What you need to do: Locate every line in the rows below that contains the word "navy", and copy each such line in full.

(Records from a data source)
=-=-=-=-=

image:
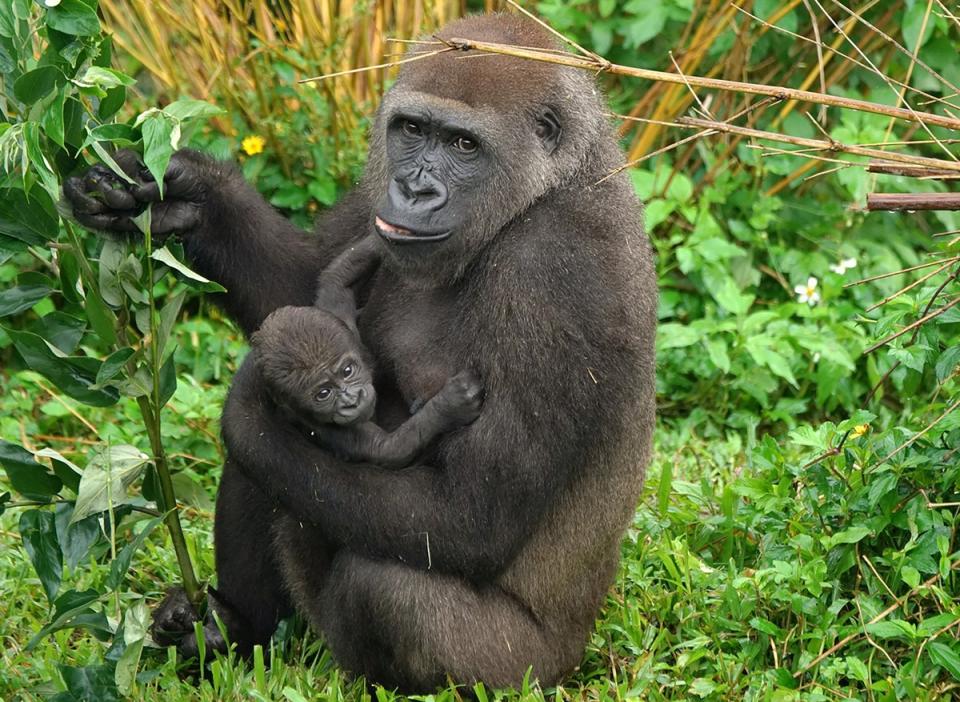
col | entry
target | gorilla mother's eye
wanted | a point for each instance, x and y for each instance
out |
(465, 144)
(411, 128)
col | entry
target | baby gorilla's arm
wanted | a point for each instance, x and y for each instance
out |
(334, 292)
(456, 405)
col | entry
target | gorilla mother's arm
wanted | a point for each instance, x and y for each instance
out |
(468, 516)
(230, 233)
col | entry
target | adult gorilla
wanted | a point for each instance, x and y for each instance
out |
(503, 254)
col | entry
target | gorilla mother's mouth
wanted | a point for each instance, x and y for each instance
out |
(399, 235)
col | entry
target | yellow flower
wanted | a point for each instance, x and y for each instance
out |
(253, 145)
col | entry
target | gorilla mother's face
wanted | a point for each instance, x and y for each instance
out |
(436, 164)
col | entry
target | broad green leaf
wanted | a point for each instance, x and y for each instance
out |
(104, 78)
(60, 329)
(136, 622)
(75, 539)
(848, 536)
(36, 84)
(121, 564)
(26, 476)
(165, 256)
(93, 682)
(74, 375)
(23, 297)
(51, 121)
(72, 609)
(114, 365)
(670, 336)
(32, 219)
(74, 17)
(188, 108)
(39, 533)
(106, 478)
(732, 299)
(945, 656)
(158, 145)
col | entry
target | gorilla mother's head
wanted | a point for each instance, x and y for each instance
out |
(464, 142)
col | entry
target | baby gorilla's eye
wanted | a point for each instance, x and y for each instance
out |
(465, 144)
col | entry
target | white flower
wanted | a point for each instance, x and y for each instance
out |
(808, 293)
(844, 265)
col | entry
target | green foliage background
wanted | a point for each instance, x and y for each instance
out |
(797, 537)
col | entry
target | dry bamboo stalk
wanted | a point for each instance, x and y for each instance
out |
(908, 171)
(909, 202)
(781, 92)
(820, 145)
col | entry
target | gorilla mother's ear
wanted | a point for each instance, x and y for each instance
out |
(548, 129)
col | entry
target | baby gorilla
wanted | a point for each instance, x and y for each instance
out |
(320, 374)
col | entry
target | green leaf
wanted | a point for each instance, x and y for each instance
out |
(36, 84)
(165, 256)
(51, 121)
(943, 655)
(135, 625)
(93, 682)
(75, 539)
(32, 220)
(848, 536)
(39, 532)
(71, 609)
(168, 380)
(106, 478)
(104, 78)
(671, 336)
(158, 145)
(188, 108)
(26, 476)
(114, 365)
(735, 302)
(74, 17)
(121, 564)
(74, 375)
(20, 298)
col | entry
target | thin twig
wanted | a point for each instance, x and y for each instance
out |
(781, 92)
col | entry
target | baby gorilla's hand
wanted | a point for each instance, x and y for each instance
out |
(462, 398)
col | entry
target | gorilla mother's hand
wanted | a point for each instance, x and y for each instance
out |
(103, 201)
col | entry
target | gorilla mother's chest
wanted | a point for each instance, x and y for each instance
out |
(412, 337)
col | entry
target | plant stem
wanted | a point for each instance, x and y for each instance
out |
(151, 408)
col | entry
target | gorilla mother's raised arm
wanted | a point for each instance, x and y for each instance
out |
(230, 233)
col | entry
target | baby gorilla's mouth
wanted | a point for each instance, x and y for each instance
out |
(399, 235)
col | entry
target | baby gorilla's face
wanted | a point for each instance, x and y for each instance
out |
(342, 393)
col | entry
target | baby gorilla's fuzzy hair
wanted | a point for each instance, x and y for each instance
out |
(296, 348)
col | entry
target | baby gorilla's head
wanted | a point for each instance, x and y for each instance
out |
(314, 366)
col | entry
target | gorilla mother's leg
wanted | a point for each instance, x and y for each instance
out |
(251, 597)
(410, 629)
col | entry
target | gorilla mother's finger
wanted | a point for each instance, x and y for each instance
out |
(117, 223)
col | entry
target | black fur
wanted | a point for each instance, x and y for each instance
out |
(495, 553)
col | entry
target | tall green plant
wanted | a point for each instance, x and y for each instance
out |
(109, 309)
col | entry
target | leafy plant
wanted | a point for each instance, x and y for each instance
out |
(103, 314)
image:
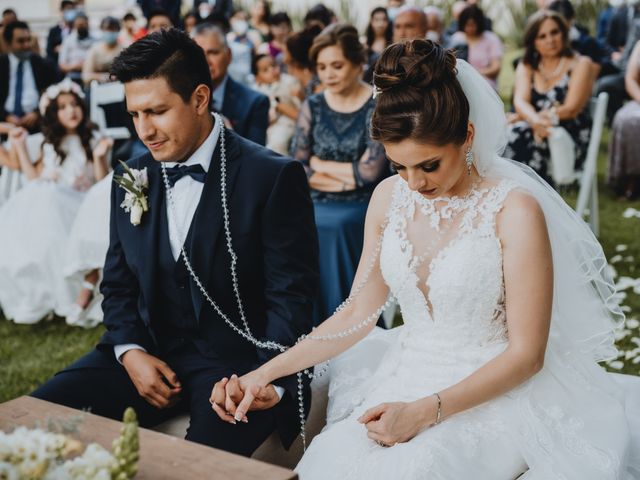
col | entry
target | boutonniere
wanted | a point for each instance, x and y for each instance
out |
(135, 183)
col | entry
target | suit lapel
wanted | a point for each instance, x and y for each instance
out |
(209, 219)
(148, 232)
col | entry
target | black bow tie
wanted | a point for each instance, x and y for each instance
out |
(194, 171)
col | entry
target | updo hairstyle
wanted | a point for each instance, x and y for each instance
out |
(418, 96)
(342, 35)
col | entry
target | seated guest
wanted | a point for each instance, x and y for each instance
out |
(129, 31)
(614, 84)
(171, 8)
(157, 20)
(582, 42)
(296, 59)
(624, 148)
(378, 37)
(435, 25)
(260, 13)
(483, 48)
(241, 48)
(283, 92)
(60, 31)
(279, 28)
(319, 15)
(552, 88)
(75, 48)
(190, 20)
(100, 57)
(37, 219)
(246, 110)
(410, 23)
(343, 164)
(23, 75)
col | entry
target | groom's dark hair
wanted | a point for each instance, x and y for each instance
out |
(170, 54)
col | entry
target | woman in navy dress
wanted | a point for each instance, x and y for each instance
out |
(343, 164)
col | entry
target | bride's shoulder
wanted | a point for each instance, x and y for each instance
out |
(382, 196)
(520, 217)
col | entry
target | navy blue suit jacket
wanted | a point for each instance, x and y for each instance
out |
(247, 110)
(274, 237)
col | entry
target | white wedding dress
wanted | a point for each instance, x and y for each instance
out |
(442, 261)
(35, 224)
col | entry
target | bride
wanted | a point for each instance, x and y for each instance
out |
(506, 305)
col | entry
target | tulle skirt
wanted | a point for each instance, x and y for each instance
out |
(35, 224)
(89, 241)
(566, 422)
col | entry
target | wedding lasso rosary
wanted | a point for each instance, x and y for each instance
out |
(246, 332)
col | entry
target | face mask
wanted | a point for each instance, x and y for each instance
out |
(204, 10)
(574, 34)
(433, 36)
(110, 38)
(240, 27)
(69, 15)
(23, 55)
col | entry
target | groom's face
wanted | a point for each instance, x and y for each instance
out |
(167, 125)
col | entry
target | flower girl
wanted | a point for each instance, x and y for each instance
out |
(37, 219)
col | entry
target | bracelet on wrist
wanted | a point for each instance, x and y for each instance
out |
(439, 411)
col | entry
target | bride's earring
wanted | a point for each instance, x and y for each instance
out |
(468, 158)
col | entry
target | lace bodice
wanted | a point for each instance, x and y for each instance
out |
(74, 171)
(442, 261)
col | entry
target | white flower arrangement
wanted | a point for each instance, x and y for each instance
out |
(36, 454)
(135, 183)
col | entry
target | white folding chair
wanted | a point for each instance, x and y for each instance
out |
(103, 94)
(12, 180)
(588, 194)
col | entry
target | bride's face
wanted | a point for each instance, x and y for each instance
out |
(432, 170)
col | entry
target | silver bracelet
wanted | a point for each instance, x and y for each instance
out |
(439, 412)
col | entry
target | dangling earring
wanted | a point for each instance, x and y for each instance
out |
(468, 158)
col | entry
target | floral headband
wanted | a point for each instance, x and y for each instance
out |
(51, 93)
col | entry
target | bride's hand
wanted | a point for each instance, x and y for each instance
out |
(397, 422)
(232, 398)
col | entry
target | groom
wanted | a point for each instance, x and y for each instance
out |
(165, 346)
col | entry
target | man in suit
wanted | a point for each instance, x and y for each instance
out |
(246, 110)
(23, 77)
(165, 346)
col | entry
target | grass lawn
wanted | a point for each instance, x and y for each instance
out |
(31, 354)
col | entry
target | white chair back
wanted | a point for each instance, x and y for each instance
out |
(12, 180)
(588, 194)
(103, 94)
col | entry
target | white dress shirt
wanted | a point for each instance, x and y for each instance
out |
(30, 96)
(186, 196)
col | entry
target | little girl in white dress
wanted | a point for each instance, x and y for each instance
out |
(35, 222)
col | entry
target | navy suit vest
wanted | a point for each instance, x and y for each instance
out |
(176, 321)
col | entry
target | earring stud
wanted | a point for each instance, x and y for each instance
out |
(469, 160)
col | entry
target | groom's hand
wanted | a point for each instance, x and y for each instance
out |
(153, 378)
(229, 393)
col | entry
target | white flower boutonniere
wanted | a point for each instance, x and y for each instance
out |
(135, 183)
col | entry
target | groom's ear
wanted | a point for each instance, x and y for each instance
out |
(201, 97)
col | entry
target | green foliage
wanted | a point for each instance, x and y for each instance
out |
(126, 448)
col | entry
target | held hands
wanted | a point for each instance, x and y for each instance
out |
(154, 379)
(397, 422)
(232, 398)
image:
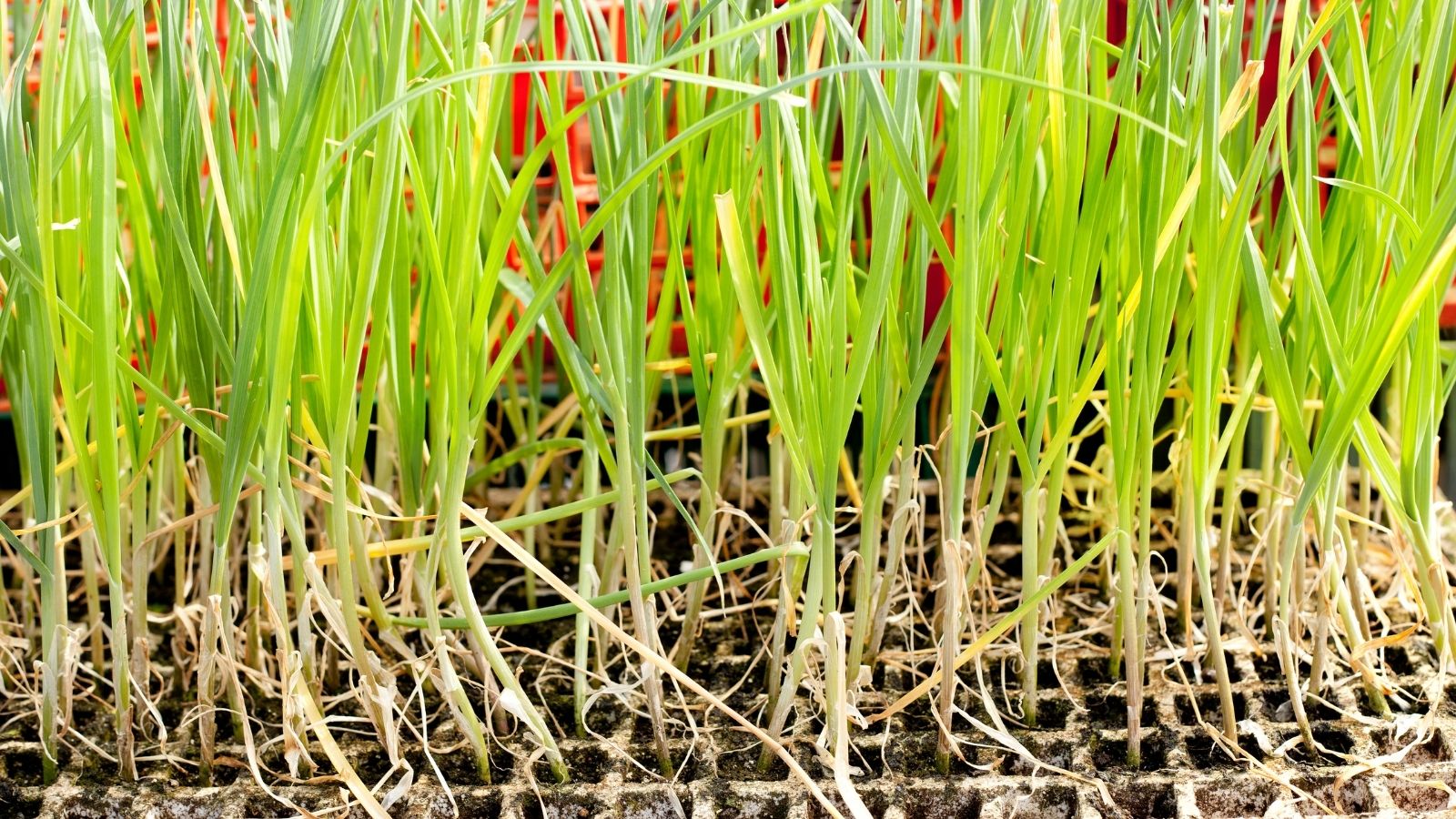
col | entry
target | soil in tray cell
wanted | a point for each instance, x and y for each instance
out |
(1208, 707)
(655, 804)
(914, 755)
(739, 760)
(943, 804)
(1433, 749)
(1206, 753)
(1147, 800)
(1232, 797)
(1353, 796)
(1046, 749)
(875, 802)
(1108, 710)
(568, 804)
(747, 804)
(1110, 753)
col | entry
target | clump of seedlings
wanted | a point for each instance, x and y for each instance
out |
(437, 389)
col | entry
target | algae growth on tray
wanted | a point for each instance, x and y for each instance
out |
(727, 409)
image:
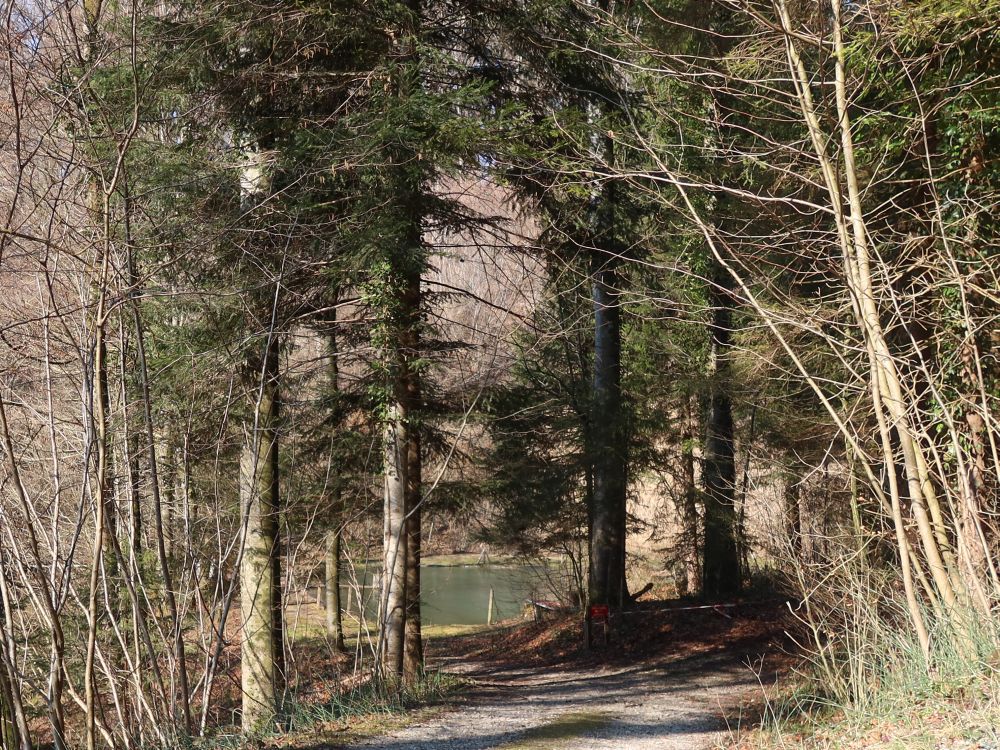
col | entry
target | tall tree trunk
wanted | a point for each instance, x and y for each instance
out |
(394, 543)
(334, 614)
(721, 566)
(691, 555)
(260, 572)
(608, 441)
(14, 731)
(413, 652)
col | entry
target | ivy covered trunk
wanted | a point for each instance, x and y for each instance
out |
(394, 545)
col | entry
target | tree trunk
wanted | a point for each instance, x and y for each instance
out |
(394, 544)
(691, 555)
(334, 618)
(413, 651)
(334, 615)
(260, 571)
(721, 567)
(608, 442)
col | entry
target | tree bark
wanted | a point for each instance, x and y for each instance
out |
(413, 651)
(260, 571)
(394, 543)
(334, 618)
(334, 614)
(608, 441)
(721, 565)
(691, 555)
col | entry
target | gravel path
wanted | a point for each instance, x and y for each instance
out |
(674, 705)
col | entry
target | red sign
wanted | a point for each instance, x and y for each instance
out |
(599, 611)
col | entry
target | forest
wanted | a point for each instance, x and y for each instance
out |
(684, 303)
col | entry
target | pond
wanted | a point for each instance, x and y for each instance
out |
(460, 594)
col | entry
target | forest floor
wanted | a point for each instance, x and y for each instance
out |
(670, 680)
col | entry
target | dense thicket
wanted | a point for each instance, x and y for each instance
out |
(700, 291)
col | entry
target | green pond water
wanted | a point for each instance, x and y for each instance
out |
(459, 594)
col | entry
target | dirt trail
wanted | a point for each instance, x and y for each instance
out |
(672, 704)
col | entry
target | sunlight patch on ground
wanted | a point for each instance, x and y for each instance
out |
(558, 733)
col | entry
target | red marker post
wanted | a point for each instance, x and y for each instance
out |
(598, 614)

=-=-=-=-=

Task solution:
target | woman in navy dress
target | navy blue suit jacket
target | navy suit vest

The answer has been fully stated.